# Aim of the task
Below are some entries; can you quote all of them exactly?

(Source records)
--------------------

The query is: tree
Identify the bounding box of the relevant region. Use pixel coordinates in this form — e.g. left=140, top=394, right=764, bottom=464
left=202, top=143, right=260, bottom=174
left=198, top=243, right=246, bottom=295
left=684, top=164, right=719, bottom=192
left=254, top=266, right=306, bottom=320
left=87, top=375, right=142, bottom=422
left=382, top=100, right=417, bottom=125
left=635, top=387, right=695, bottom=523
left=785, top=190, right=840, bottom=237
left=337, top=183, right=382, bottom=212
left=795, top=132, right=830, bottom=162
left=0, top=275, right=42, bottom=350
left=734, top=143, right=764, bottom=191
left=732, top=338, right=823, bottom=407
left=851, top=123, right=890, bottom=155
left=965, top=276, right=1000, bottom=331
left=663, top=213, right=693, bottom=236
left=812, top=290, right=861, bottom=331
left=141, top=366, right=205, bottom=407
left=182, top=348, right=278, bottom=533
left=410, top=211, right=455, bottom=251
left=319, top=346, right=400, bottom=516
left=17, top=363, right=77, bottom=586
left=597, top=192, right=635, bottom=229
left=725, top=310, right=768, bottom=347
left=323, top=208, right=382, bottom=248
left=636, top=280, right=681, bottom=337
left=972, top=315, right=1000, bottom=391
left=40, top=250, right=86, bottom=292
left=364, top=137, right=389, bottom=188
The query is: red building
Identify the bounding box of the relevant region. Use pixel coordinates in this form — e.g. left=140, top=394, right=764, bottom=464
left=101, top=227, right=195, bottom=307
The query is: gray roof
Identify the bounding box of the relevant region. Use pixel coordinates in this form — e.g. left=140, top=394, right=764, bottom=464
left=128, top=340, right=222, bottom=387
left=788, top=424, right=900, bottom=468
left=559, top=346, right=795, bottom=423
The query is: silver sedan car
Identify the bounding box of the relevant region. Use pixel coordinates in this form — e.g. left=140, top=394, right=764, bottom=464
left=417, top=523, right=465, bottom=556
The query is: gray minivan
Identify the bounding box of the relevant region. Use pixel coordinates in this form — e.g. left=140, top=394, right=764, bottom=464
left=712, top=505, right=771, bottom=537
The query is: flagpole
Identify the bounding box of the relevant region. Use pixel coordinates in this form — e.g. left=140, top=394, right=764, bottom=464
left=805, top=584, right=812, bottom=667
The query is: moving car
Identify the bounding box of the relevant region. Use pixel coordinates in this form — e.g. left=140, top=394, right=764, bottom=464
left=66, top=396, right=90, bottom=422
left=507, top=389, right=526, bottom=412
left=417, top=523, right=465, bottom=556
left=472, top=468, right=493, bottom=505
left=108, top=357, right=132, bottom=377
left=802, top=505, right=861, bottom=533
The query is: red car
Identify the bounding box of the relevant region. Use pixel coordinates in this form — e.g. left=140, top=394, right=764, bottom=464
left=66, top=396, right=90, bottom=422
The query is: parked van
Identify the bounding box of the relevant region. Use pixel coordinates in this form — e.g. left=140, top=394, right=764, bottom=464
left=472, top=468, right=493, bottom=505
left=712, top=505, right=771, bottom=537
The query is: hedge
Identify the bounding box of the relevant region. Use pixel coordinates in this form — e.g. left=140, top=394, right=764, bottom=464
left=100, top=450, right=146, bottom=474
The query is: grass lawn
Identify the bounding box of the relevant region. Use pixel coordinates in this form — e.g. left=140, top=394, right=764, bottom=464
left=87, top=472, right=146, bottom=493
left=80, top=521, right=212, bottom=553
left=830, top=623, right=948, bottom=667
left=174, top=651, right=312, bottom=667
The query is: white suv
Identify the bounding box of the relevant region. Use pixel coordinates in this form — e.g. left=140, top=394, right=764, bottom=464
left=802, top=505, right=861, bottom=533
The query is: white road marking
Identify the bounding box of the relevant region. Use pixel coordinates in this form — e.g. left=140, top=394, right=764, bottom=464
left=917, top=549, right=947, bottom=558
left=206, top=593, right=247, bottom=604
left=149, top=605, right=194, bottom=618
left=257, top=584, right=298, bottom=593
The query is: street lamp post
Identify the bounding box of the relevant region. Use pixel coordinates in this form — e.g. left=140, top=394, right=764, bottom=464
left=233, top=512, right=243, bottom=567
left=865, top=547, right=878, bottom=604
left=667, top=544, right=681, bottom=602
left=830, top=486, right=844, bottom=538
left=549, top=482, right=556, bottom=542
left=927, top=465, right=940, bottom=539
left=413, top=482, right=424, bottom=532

--------------------

# The response
The query is: tree
Identify the bounding box of the relevant region. Use pixel coordinates in this form — e.g. left=140, top=394, right=764, bottom=464
left=202, top=143, right=260, bottom=174
left=198, top=243, right=246, bottom=295
left=684, top=164, right=719, bottom=192
left=254, top=266, right=306, bottom=320
left=87, top=375, right=142, bottom=422
left=382, top=100, right=417, bottom=125
left=635, top=387, right=695, bottom=523
left=785, top=190, right=840, bottom=237
left=337, top=183, right=382, bottom=212
left=795, top=132, right=830, bottom=162
left=0, top=275, right=42, bottom=350
left=734, top=143, right=764, bottom=191
left=732, top=338, right=823, bottom=407
left=851, top=123, right=890, bottom=155
left=965, top=276, right=1000, bottom=331
left=663, top=213, right=693, bottom=236
left=812, top=290, right=861, bottom=331
left=141, top=366, right=205, bottom=407
left=182, top=348, right=278, bottom=533
left=410, top=211, right=455, bottom=251
left=319, top=346, right=400, bottom=516
left=17, top=363, right=77, bottom=586
left=597, top=192, right=635, bottom=229
left=725, top=310, right=768, bottom=347
left=323, top=208, right=382, bottom=248
left=636, top=280, right=681, bottom=337
left=972, top=315, right=1000, bottom=391
left=40, top=250, right=86, bottom=292
left=364, top=137, right=389, bottom=188
The query is: red building
Identify the bounding box of the relevant region. Use pixel coordinates in this form — e.g. left=140, top=394, right=764, bottom=464
left=101, top=227, right=195, bottom=307
The query is: gray roof
Identify the bounding box of the relevant region. Use pixel coordinates in this form — e.g. left=140, top=394, right=764, bottom=464
left=128, top=340, right=222, bottom=387
left=788, top=424, right=900, bottom=468
left=559, top=346, right=795, bottom=423
The query is: silver sedan car
Identify the bounding box of the relevant region. Use pixel coordinates in this form — e.g. left=140, top=394, right=764, bottom=464
left=417, top=523, right=465, bottom=556
The query is: gray minivan
Identify the bounding box of the relevant region. Use pixel coordinates in this form — e.g. left=140, top=394, right=764, bottom=464
left=712, top=505, right=771, bottom=537
The query is: flagpole
Identify the bounding box of the relevant region. Use pixel coordinates in this form — e.g. left=140, top=394, right=764, bottom=464
left=805, top=584, right=812, bottom=667
The query is: moving car
Identify the bounding box of the relevant region. Use pixel coordinates in this form — e.g. left=140, top=394, right=764, bottom=464
left=66, top=396, right=90, bottom=422
left=507, top=389, right=526, bottom=412
left=417, top=523, right=465, bottom=556
left=472, top=468, right=493, bottom=505
left=108, top=357, right=132, bottom=377
left=802, top=505, right=861, bottom=533
The query is: red car
Identify the bounding box of the relevant region. Use pixel coordinates in this form — e.g. left=140, top=394, right=764, bottom=464
left=66, top=396, right=90, bottom=422
The query is: parked van
Identify the bounding box of the relevant region. Use pixel coordinates in this form — e.g. left=140, top=394, right=764, bottom=464
left=472, top=468, right=493, bottom=505
left=712, top=505, right=771, bottom=537
The query is: hedge
Identify the bounding box of the relevant region. Use pixel coordinates in this form — e.g. left=140, top=394, right=764, bottom=464
left=100, top=450, right=146, bottom=474
The query is: grass lawn
Identify the bounding box of the relevant region. Use pixel coordinates in this form — e.g. left=140, top=394, right=764, bottom=464
left=87, top=472, right=146, bottom=493
left=80, top=521, right=212, bottom=553
left=830, top=623, right=948, bottom=667
left=174, top=651, right=312, bottom=667
The query is: white suv
Identify the bounding box of the relevant region. Use pixel coordinates in this form — e.g. left=140, top=394, right=764, bottom=464
left=802, top=505, right=861, bottom=533
The query is: white road marking
Identify the bounding box of the relevant region. Use pixel coordinates in this form — e.g. left=140, top=394, right=764, bottom=464
left=917, top=549, right=947, bottom=558
left=206, top=593, right=247, bottom=604
left=149, top=605, right=194, bottom=618
left=257, top=584, right=298, bottom=593
The query is: street lamp post
Identify the bounding box of the relevant region. Use pixel coordinates in this form — e.g. left=140, top=394, right=764, bottom=464
left=233, top=512, right=243, bottom=567
left=865, top=547, right=878, bottom=604
left=667, top=544, right=681, bottom=602
left=830, top=486, right=844, bottom=538
left=549, top=482, right=556, bottom=542
left=927, top=465, right=940, bottom=539
left=413, top=482, right=424, bottom=532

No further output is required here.